(Excerpts of pointing data)
____

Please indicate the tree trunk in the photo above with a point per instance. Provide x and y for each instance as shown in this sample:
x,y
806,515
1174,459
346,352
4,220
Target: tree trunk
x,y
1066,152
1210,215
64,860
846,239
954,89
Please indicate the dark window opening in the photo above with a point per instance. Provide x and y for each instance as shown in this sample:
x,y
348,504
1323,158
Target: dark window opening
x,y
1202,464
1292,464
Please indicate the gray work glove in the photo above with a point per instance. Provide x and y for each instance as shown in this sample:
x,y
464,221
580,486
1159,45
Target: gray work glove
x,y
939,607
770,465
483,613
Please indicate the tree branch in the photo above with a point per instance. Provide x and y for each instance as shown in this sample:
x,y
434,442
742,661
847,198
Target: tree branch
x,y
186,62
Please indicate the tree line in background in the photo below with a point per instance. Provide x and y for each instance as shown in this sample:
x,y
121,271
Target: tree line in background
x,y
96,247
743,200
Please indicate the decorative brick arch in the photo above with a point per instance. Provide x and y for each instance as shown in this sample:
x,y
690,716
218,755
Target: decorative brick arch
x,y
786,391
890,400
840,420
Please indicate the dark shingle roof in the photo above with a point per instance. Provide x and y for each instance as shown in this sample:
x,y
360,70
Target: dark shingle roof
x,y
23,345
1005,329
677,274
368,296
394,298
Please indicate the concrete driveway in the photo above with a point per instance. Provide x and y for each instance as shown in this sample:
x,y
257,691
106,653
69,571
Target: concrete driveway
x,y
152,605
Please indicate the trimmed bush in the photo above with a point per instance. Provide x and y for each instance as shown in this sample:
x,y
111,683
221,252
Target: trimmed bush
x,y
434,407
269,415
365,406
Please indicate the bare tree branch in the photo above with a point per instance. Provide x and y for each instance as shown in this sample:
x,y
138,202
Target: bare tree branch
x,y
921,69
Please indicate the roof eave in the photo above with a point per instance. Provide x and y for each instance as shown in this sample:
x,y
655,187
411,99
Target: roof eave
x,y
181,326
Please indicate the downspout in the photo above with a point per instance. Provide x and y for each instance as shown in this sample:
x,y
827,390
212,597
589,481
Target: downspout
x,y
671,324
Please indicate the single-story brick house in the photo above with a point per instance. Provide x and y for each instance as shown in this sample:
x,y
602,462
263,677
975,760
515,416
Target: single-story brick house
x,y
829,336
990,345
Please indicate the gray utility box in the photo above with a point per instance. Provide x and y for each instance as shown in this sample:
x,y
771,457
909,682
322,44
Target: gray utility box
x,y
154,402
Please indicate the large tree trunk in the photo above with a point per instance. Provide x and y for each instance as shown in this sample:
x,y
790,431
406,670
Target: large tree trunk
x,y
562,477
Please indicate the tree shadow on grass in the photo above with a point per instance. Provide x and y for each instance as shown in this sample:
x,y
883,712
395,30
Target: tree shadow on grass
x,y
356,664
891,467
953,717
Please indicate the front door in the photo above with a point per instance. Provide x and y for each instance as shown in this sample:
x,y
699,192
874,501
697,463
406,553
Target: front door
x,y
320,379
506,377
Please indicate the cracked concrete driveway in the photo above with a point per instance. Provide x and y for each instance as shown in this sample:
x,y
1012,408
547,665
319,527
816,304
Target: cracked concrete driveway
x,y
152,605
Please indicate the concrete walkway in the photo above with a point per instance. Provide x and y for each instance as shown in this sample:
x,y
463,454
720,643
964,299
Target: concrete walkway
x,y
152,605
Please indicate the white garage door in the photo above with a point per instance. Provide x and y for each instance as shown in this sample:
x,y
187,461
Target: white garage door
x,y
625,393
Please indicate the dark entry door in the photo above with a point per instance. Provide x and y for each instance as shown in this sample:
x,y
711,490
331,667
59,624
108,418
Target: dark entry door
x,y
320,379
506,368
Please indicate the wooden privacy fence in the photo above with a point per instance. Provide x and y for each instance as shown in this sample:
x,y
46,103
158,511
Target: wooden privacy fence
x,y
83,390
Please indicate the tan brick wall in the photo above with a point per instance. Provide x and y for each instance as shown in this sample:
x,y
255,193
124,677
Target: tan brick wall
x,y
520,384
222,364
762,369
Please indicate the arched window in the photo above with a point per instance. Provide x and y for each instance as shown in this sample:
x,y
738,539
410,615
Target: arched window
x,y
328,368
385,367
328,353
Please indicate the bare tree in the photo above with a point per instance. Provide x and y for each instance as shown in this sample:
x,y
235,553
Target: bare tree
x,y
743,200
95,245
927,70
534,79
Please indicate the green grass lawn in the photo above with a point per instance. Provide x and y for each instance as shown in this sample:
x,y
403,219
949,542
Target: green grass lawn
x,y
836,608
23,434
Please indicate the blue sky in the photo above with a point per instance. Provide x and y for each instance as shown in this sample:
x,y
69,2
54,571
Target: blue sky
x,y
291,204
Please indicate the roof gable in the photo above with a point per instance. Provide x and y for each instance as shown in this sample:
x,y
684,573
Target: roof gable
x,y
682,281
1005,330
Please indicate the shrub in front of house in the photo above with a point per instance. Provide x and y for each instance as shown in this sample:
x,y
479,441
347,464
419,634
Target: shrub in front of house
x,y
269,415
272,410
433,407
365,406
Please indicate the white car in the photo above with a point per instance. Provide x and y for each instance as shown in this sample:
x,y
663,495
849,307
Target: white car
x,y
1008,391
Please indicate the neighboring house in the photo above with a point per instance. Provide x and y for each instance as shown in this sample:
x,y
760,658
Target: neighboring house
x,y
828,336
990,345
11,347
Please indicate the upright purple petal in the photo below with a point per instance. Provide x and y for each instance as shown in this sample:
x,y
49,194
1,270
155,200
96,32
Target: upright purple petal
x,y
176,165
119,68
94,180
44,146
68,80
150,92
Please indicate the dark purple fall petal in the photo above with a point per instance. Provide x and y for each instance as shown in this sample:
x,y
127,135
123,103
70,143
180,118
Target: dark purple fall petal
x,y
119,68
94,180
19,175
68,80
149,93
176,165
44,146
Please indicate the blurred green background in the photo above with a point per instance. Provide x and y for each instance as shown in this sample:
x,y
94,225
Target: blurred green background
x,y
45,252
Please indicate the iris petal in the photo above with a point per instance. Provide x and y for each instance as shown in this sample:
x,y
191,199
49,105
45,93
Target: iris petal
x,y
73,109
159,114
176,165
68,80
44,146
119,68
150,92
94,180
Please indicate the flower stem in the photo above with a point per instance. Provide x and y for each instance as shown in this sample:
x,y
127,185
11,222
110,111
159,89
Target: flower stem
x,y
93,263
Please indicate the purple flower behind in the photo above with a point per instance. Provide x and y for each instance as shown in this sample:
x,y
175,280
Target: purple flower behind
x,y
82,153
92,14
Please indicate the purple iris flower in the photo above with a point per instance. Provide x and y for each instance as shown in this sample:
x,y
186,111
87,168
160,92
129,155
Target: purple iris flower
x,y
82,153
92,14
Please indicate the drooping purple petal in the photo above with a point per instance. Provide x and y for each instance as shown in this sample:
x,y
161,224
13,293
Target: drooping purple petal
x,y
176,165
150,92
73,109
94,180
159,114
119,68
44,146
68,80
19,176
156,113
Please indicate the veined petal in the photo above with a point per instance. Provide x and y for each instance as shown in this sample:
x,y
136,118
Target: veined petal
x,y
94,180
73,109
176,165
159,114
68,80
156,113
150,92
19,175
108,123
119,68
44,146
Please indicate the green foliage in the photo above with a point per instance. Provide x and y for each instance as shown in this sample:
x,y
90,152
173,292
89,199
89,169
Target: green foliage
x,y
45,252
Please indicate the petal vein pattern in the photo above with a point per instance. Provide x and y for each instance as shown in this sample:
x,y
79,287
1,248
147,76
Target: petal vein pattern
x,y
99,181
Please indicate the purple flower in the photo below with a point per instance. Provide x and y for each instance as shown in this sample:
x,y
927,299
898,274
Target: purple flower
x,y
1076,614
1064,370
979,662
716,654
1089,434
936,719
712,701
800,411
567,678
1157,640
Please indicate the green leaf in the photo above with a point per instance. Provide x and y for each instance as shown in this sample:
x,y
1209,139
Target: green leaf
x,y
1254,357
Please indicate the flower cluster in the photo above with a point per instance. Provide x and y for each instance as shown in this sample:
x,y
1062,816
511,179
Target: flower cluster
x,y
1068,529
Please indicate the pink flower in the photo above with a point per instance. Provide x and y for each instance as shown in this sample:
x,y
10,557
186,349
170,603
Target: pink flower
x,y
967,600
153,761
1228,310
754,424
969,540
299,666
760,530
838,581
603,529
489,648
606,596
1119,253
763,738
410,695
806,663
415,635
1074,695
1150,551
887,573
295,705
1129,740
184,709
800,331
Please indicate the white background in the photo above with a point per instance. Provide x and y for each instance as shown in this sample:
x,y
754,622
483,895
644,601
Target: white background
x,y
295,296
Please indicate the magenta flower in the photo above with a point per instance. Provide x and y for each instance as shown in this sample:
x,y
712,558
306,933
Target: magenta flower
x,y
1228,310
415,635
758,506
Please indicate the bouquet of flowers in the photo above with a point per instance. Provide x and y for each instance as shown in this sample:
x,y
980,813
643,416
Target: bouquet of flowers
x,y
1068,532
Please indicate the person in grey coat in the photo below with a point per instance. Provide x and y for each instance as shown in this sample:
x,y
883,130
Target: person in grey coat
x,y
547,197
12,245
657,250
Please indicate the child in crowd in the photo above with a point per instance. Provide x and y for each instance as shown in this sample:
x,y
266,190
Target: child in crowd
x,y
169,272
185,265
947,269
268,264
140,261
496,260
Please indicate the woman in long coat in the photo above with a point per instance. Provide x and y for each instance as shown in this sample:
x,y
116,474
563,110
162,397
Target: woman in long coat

____

Every line from the one containing "Please indicate the magenta" through the end of the data must be repeated exactly, and no other line.

EXERCISE ANSWER
Please indicate the magenta flower in the photo above with a point per instance. Provide x and y for each instance as shown in this sample:
x,y
712,558
306,933
Target: magenta flower
x,y
1228,310
415,635
758,506
Please indicate the bouquet of flowers in the photo above with a point per instance. Provide x and y for each instance as shown in this sample:
x,y
980,813
643,416
Target: bouquet of flowers
x,y
1068,532
Please indicate the person in grey coat in the photo below with a point per instance. Provide x and y for each instance as shown in this sample:
x,y
883,130
Target: person in grey coat
x,y
547,197
12,245
657,250
Please indicate the child in crowd in the photo above with a point per instance. Provide x and y for each instance as shown in this sample:
x,y
266,190
Target: child in crowd
x,y
169,272
185,265
947,269
268,264
140,261
496,260
Please indicate the woman in long coat in the photo above with a point per instance. Provide x and y for each instance as shown in this sample:
x,y
116,474
563,110
162,397
Target: woman in long coat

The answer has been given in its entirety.